### Information given
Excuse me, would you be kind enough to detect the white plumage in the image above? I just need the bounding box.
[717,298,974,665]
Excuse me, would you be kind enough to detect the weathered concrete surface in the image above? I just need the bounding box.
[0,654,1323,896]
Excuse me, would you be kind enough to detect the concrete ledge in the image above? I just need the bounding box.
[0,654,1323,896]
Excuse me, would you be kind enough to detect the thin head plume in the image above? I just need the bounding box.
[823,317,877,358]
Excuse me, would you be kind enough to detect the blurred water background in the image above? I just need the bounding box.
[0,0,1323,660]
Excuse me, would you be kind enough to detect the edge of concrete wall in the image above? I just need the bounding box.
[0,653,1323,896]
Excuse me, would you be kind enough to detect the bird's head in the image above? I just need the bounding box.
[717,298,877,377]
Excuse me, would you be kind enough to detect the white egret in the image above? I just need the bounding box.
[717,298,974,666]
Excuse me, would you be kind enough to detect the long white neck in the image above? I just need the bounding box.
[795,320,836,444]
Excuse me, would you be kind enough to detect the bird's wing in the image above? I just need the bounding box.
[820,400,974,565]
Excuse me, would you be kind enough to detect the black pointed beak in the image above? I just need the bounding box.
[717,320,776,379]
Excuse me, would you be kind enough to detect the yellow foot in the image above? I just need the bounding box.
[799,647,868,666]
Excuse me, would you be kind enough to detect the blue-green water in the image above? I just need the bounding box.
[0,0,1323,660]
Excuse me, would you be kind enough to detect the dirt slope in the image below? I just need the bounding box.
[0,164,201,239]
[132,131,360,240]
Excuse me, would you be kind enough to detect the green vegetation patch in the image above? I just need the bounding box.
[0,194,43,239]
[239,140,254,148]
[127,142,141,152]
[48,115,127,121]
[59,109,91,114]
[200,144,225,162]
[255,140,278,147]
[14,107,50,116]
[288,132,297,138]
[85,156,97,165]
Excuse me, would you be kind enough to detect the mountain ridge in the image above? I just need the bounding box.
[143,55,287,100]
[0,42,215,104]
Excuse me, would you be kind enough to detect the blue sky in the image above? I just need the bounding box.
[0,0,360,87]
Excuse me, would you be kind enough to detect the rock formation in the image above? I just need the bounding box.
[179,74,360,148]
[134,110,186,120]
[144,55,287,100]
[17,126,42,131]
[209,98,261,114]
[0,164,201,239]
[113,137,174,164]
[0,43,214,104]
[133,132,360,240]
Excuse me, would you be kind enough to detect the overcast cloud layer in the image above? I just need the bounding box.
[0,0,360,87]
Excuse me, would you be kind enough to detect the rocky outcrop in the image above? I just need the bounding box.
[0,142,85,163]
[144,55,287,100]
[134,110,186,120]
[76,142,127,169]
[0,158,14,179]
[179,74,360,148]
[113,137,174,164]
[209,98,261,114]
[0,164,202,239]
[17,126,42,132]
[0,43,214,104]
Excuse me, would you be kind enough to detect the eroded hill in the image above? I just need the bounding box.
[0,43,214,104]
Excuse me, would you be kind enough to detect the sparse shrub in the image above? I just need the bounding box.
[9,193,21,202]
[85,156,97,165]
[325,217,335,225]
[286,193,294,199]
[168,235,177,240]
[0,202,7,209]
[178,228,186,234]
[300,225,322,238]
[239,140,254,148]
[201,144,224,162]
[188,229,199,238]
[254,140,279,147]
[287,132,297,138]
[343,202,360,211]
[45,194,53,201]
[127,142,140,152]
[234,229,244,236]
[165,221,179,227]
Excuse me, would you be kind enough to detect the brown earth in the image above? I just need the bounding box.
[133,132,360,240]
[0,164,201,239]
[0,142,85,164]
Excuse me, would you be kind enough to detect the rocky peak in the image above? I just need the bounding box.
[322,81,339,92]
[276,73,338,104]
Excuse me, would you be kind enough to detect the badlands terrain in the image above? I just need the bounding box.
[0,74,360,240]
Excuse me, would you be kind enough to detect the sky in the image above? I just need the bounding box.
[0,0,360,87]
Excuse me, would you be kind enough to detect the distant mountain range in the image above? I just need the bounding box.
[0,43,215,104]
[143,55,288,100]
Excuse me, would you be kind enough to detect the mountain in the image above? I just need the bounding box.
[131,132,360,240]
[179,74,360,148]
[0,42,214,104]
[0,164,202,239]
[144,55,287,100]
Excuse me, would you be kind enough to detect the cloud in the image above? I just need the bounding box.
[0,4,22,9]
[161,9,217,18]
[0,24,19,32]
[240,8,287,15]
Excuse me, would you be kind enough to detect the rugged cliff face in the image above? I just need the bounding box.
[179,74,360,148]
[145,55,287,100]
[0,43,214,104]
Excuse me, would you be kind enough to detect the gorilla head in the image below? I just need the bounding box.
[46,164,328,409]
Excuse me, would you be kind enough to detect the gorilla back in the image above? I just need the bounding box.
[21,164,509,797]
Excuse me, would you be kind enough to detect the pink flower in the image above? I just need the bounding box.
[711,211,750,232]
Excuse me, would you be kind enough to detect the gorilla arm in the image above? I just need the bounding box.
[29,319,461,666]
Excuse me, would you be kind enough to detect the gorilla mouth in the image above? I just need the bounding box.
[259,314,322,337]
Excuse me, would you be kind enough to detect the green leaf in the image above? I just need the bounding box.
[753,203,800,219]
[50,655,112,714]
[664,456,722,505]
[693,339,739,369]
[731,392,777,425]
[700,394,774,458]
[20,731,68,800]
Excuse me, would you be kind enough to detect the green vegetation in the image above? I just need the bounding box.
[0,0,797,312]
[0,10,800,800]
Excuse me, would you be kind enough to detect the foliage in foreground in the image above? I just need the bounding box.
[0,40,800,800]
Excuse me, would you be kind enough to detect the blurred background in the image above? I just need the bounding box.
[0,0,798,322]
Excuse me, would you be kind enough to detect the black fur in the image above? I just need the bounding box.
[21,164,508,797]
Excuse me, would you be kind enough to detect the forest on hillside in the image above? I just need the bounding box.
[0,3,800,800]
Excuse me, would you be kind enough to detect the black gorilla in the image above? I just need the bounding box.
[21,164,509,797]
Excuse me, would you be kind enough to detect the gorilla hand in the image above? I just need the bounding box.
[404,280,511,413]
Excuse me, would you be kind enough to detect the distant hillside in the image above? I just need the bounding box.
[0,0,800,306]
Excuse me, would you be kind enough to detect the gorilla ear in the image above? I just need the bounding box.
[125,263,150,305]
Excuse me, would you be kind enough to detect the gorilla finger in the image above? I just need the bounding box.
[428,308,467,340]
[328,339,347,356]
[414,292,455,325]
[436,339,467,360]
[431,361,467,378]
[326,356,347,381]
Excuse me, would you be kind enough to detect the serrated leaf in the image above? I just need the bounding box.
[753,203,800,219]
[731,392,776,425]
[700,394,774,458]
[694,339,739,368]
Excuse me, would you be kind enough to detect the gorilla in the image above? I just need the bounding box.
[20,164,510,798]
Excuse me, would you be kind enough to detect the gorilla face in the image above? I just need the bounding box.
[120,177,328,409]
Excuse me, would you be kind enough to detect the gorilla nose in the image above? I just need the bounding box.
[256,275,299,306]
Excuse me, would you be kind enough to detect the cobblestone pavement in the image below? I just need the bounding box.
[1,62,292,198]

==

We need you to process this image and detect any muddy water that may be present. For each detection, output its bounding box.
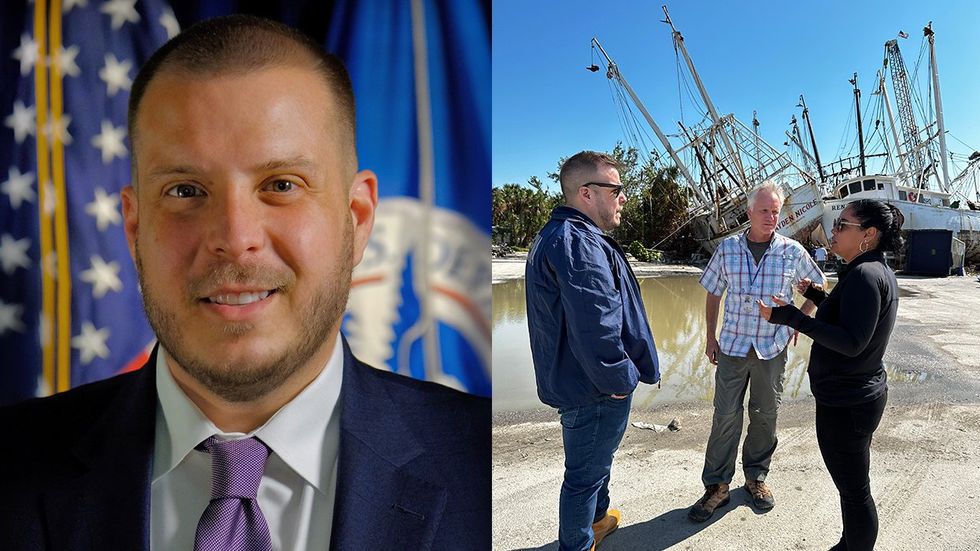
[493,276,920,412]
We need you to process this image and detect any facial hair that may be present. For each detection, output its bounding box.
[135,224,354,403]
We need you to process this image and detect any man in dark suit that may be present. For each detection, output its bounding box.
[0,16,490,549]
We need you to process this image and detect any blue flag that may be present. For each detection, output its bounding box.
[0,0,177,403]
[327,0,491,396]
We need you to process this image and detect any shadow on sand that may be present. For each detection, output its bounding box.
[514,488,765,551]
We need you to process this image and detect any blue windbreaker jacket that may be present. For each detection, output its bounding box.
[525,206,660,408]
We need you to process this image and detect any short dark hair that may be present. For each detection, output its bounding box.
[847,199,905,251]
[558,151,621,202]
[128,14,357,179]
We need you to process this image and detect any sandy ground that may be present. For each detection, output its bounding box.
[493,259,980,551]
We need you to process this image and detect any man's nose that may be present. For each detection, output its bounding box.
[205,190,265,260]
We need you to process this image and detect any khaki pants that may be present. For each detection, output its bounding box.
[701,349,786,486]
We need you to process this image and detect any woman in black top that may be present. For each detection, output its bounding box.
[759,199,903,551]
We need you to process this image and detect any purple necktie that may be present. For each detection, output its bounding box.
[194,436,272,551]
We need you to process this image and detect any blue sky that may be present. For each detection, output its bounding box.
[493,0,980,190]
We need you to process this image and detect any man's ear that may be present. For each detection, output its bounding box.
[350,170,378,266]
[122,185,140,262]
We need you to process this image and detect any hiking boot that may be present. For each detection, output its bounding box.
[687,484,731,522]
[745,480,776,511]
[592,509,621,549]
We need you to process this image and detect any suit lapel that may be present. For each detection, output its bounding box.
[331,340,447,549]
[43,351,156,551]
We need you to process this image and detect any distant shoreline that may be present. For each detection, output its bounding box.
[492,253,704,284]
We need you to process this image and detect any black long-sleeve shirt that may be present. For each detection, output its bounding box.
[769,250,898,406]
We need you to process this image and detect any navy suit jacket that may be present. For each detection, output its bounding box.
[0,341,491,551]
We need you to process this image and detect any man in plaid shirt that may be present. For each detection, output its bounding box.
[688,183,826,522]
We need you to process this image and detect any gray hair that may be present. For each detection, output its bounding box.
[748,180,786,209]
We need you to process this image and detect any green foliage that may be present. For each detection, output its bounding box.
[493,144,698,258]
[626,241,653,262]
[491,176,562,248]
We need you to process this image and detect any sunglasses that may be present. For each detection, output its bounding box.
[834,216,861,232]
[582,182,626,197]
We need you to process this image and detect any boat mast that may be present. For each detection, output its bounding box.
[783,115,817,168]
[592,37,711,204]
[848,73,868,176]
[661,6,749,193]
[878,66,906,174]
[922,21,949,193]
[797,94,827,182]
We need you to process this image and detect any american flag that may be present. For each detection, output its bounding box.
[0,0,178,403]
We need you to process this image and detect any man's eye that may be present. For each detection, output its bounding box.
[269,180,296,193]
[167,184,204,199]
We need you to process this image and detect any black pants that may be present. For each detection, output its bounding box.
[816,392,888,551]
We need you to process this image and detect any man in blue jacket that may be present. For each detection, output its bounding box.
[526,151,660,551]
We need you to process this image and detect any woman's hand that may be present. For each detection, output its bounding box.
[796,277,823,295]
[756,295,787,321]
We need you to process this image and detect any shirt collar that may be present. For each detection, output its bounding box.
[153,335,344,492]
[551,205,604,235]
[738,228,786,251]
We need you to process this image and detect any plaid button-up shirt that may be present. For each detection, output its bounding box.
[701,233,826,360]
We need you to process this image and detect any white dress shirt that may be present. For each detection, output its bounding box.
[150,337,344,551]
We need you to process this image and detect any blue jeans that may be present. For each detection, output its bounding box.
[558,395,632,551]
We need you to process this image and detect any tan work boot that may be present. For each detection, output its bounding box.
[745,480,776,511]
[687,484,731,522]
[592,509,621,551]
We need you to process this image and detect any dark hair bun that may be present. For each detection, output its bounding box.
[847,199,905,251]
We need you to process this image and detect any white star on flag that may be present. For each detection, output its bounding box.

* * *

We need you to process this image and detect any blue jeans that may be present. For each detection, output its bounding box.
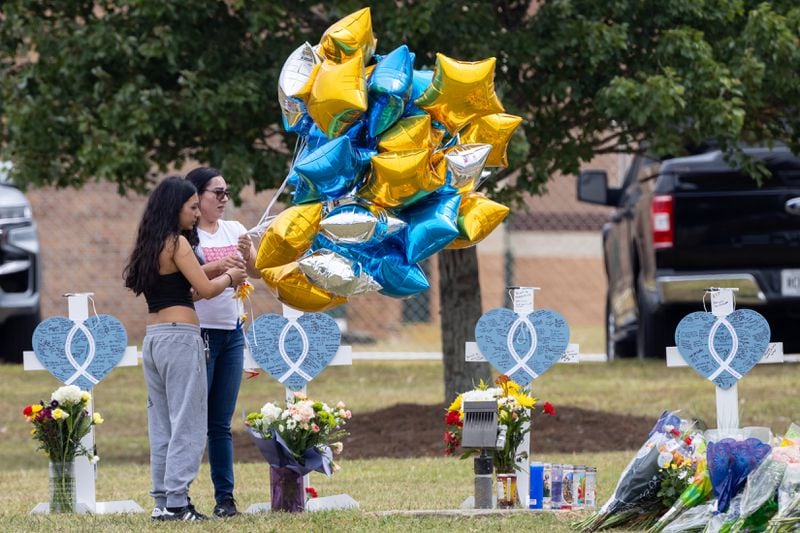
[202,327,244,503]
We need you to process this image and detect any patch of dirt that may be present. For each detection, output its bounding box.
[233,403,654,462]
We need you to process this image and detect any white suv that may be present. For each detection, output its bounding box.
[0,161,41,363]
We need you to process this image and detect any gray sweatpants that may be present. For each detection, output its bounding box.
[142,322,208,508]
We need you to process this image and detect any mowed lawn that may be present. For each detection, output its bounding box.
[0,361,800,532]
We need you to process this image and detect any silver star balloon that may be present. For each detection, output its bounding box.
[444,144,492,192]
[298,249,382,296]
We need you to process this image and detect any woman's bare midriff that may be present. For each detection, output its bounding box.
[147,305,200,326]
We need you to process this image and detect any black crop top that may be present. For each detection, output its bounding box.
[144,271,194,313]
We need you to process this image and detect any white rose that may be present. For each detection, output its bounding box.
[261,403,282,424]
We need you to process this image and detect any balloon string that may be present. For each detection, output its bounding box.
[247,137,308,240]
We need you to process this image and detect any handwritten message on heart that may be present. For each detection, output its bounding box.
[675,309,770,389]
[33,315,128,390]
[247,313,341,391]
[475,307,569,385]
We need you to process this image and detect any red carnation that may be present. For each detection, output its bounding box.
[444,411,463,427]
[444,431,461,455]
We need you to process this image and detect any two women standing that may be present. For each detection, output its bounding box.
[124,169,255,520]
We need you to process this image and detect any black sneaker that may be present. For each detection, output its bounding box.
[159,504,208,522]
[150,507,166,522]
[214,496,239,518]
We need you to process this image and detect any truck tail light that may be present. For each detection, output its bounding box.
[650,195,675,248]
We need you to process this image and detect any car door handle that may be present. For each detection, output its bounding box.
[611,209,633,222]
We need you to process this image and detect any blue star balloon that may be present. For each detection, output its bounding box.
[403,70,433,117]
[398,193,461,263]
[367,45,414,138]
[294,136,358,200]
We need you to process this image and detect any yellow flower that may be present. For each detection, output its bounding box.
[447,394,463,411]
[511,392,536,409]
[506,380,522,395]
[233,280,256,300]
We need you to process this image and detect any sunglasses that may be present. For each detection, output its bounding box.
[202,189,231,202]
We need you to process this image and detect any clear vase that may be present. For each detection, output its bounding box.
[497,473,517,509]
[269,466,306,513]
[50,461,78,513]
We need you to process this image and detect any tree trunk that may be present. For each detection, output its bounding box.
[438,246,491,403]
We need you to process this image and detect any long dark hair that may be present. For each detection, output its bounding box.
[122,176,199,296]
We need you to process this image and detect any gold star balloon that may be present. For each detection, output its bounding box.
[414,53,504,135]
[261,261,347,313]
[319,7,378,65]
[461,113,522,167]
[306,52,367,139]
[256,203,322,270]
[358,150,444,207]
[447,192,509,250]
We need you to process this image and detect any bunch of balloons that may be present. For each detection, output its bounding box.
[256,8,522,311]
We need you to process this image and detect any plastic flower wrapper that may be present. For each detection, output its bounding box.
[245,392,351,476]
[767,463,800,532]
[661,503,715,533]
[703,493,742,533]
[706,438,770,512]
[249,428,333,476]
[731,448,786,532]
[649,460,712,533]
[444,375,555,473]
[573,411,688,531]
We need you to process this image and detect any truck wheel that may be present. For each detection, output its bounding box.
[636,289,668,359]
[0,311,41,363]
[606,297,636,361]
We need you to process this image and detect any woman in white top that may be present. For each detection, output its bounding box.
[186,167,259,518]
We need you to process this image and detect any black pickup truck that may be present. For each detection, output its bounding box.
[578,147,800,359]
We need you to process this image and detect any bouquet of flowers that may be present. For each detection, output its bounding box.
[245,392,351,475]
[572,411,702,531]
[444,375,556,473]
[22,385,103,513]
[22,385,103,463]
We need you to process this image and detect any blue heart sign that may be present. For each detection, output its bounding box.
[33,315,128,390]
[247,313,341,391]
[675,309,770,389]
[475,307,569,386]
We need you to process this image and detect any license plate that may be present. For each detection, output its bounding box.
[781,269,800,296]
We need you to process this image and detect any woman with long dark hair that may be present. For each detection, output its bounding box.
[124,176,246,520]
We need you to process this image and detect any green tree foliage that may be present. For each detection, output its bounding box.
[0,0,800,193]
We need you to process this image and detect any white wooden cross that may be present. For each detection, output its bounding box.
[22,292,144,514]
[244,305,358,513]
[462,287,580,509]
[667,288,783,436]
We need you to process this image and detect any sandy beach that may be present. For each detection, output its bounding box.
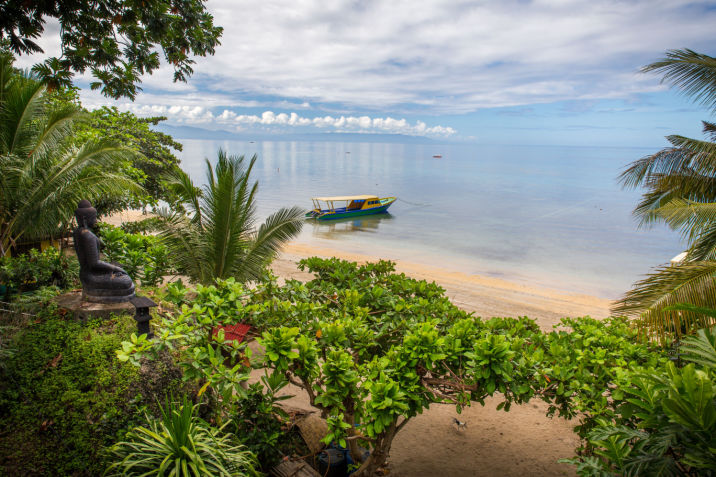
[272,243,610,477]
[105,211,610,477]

### What the task asks
Reproduce verbatim everything from the line containing "the white plumage" down to the line containing "[823,317,877,358]", with both of those lines included.

### Answer below
Excuse me, would you be kind enough to detect the white plumage in the image above? I just need the bounding box.
[717,298,974,665]
Excuse me, would you be kind enough to detect the weathered concrete surface in the image above? I just need the bounding box.
[0,654,1323,896]
Excuse me, would you be kind enough to detect the concrete ledge in the image above? I just need the bounding box.
[0,654,1323,896]
Excuse me, would you be kind enough to detect the thin head plume in the image above? I just need the bounding box.
[823,317,877,358]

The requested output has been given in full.